As avenidas Fontes Pereira de Melo e do Brasil, em Lisboa, são os dois pontos mais negros na cidade em termos de exposição ao ruído de tráfego, com níveis muito próximos do limiar de dor para o ouvido humano, segundo as medições feitas pela Quercus. Os valores, diz a associação, são preocupantes e reflectem o incumprimento dos municípios neste domínio.

“Estamos a pôr em causa a saúde das pessoas”, critica Mafalda Sousa, da Quercus. No último trimestre do ano passado esta associação mediu o ruído em cinco pontos mais críticos da cidade de Lisboa – avenida Fontes Pereira de Melo, avenida do Brasil, Entrecampos, Braço de Prata e Telheiras/Segunda Circular – e concluiu que, em todos eles, a média de medições ultrapassa os limites legais, quer diurnos quer nocturnos.

O local onde os níveis estão mais próximos do limiar da dor para o ouvido, que é de 120 decibéis (dB), é a avenida Fontes Pereira de Melo, devido ao tráfego rodoviário, tendo chegado ao máximo de 106,2 dB. Na avenida do Brasil, onde se combina o ruído rodoviário com o aeroportuário, o pico foi de 101,3 dB.

Tanto no período diurno, em que os níveis são por norma mais altos, quanto no período nocturno, a zona de Telheiras/Segunda Circular foi onde se registaram os valores médios mais altos – 82,3 dB de dia, quando o máximo legal é de 65 dB, e 75,8 dB à noite, quando o máximo é 55 dB.

**Listagem disponível:**
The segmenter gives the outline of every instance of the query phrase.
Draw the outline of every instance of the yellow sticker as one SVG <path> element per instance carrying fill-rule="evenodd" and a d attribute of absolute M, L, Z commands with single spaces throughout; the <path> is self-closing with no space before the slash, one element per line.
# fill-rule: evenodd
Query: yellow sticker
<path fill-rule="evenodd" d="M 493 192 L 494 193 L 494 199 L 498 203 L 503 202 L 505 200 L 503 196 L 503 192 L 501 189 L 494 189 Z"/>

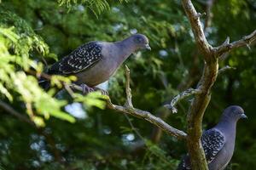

**Tarefas propostas:**
1) Extrai na íntegra o texto sobre o ruído de tráfego em Lisboa, sem alterar nenhuma palavra.
2) Converte numa lista JSON de strings as linhas da listagem, desde o início da listagem até à linha que contém "Query: yellow sticker", inclusive. Usa uma string por linha e omite as linhas em branco.

**Conjunto de respostas:**
1)
As avenidas Fontes Pereira de Melo e do Brasil, em Lisboa, são os dois pontos mais negros na cidade em termos de exposição ao ruído de tráfego, com níveis muito próximos do limiar de dor para o ouvido humano, segundo as medições feitas pela Quercus. Os valores, diz a associação, são preocupantes e reflectem o incumprimento dos municípios neste domínio.

“Estamos a pôr em causa a saúde das pessoas”, critica Mafalda Sousa, da Quercus. No último trimestre do ano passado esta associação mediu o ruído em cinco pontos mais críticos da cidade de Lisboa – avenida Fontes Pereira de Melo, avenida do Brasil, Entrecampos, Braço de Prata e Telheiras/Segunda Circular – e concluiu que, em todos eles, a média de medições ultrapassa os limites legais, quer diurnos quer nocturnos.

O local onde os níveis estão mais próximos do limiar da dor para o ouvido, que é de 120 decibéis (dB), é a avenida Fontes Pereira de Melo, devido ao tráfego rodoviário, tendo chegado ao máximo de 106,2 dB. Na avenida do Brasil, onde se combina o ruído rodoviário com o aeroportuário, o pico foi de 101,3 dB.

Tanto no período diurno, em que os níveis são por norma mais altos, quanto no período nocturno, a zona de Telheiras/Segunda Circular foi onde se registaram os valores médios mais altos – 82,3 dB de dia, quando o máximo legal é de 65 dB, e 75,8 dB à noite, quando o máximo é 55 dB.

2)
[
  "The segmenter gives the outline of every instance of the query phrase.",
  "Draw the outline of every instance of the yellow sticker as one SVG <path> element per instance carrying fill-rule=\"evenodd\" and a d attribute of absolute M, L, Z commands with single spaces throughout; the <path> is self-closing with no space before the slash, one element per line.",
  "# fill-rule: evenodd",
  "Query: yellow sticker"
]